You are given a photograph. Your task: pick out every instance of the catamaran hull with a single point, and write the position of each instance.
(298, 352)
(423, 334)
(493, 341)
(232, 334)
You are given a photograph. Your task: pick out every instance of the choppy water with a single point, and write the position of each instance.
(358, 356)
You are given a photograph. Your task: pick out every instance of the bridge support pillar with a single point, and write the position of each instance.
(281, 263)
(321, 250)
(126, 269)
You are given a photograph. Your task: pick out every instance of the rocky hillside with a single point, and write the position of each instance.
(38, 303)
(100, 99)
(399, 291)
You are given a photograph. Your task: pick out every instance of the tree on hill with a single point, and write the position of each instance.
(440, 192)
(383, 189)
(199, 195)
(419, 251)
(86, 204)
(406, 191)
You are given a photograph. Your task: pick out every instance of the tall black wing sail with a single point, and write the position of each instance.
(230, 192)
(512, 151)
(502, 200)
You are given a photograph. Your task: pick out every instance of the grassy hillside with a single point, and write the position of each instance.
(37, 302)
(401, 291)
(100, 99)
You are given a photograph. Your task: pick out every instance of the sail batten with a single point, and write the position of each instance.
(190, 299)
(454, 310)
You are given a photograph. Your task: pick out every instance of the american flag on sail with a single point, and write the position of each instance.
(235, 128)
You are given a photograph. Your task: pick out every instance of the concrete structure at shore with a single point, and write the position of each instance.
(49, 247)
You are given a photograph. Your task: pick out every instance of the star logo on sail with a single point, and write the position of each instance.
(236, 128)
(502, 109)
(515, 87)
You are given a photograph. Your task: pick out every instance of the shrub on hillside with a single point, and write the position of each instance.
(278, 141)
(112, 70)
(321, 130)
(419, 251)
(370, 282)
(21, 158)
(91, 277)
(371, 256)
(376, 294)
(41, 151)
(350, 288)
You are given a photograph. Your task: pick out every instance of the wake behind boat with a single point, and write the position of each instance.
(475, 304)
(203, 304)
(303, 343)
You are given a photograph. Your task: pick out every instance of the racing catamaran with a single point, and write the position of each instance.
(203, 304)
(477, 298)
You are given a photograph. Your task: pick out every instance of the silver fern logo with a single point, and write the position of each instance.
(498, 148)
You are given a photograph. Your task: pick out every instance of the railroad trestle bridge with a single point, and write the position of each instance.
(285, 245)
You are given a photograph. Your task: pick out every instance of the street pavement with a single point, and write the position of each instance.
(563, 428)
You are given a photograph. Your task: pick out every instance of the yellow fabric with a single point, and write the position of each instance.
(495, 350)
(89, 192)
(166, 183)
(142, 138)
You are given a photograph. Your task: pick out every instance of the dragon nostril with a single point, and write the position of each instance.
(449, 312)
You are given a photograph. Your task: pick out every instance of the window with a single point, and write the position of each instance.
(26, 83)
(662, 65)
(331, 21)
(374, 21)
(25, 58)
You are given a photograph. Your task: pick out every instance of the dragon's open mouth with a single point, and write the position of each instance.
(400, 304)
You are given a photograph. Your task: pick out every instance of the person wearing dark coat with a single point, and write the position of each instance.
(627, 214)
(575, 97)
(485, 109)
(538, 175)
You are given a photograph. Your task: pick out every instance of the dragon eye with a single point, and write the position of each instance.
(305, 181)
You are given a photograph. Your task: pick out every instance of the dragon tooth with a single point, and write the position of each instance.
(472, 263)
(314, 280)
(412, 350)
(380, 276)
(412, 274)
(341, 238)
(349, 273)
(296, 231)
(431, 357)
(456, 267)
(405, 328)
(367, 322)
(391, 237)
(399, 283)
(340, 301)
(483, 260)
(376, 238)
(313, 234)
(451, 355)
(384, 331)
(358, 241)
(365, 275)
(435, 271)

=-=-=

Given request: Repeat the material above in full, keeping every word.

Solution for this exercise:
You are given a photograph. Your task: pick out every instance of the catamaran hull with a single point, and write the position of each instance.
(298, 352)
(423, 334)
(493, 341)
(232, 334)
You are given a photograph. Your task: pick out every instance of the choppy water with a single point, and write the position of each instance.
(358, 356)
You are given a photograph. Your task: pick out every instance of the bridge support pillar with a single point, and write the position of each instance.
(281, 263)
(321, 250)
(126, 269)
You are given a photograph. Your task: pick out every instance of the rocky hillside with a single point, and write the position of each instance.
(38, 303)
(100, 99)
(399, 291)
You are given a photograph. Your task: pick out every instance of the tree on hill with a single point, and write the position of each instance.
(440, 192)
(383, 189)
(199, 195)
(419, 251)
(86, 204)
(406, 191)
You are given a photograph. Your task: pick out every instance of the tall black wing sail with a single point, and write the position of each instance.
(230, 192)
(512, 151)
(502, 200)
You are given a photograph. Your task: pick out every instance of the grassy hillside with a single point, and write the position of each instance.
(37, 302)
(401, 291)
(100, 99)
You are given a photograph. Your task: pick out every instance of the sail batten with a single point, and write the position of each instance.
(190, 299)
(454, 310)
You are given a photograph. Your task: pick out every instance of the american flag on sail with a single point, and write the position of each instance.
(235, 128)
You are given a photograph. Your task: pick out every instance of the concrete structure at shore with a single point, and write the position of each instance.
(49, 247)
You are given a photograph. Your task: pick out every instance of the star logo on sail with a single point, and write the position of each instance.
(236, 128)
(502, 109)
(515, 87)
You are given a photograph. Your task: pick out every instance of the shrub on hillside with a single point, and write the position of each instance.
(278, 141)
(112, 70)
(321, 130)
(419, 251)
(370, 282)
(21, 158)
(91, 277)
(371, 256)
(376, 294)
(41, 151)
(350, 288)
You are given a photograph. Your task: pick out every instance of the wake behind boat with a single point, and write the position of each instance.
(475, 304)
(203, 304)
(303, 343)
You are given a photograph. Your task: pick out every instance of the racing catamaran with a single point, and write the position of each instance.
(203, 304)
(477, 298)
You are given a photograph. Your task: pick out every instance of the silver fern logo with a single point, and write the position of each instance.
(498, 148)
You are given a photograph. Your task: pick out every instance of the railroad trestle bridge with a single point, and write the position of each instance.
(285, 245)
You are given a photograph. Your task: pick out every instance of the street pavement with a single point, and write the position of each instance.
(563, 428)
You are given a photograph. Your task: pick out every instance of the yellow fabric with a single point, and write the position of each instance.
(495, 350)
(89, 192)
(166, 183)
(142, 138)
You are given a photograph. Your task: pick out every instance of the dragon nostril with a single point, and write the position of each instance.
(449, 312)
You are given a photograph. Your task: pick out every instance of the window with a single point, and write the position of each instance.
(26, 83)
(662, 65)
(331, 21)
(374, 21)
(25, 58)
You are given a photograph. Your task: pick out every instance of the dragon's open mouth with a single point, and write the position of each instance.
(400, 304)
You are given a photograph. Your task: pick out every instance of the person wearing dark coat with a single point, and write the position of each instance.
(627, 214)
(575, 97)
(485, 109)
(538, 175)
You are given a photograph. Your task: pick out every instance of the dragon eye with a single point, and write the position of each instance.
(305, 181)
You are given a photograph. Your task: pick out every instance of the dragon tooth with a single point, and write the position of each instance.
(472, 263)
(314, 280)
(412, 350)
(380, 276)
(412, 274)
(341, 238)
(349, 273)
(296, 231)
(431, 357)
(456, 267)
(405, 328)
(367, 322)
(391, 237)
(399, 283)
(340, 301)
(483, 260)
(376, 238)
(313, 234)
(451, 355)
(384, 331)
(358, 241)
(365, 275)
(435, 271)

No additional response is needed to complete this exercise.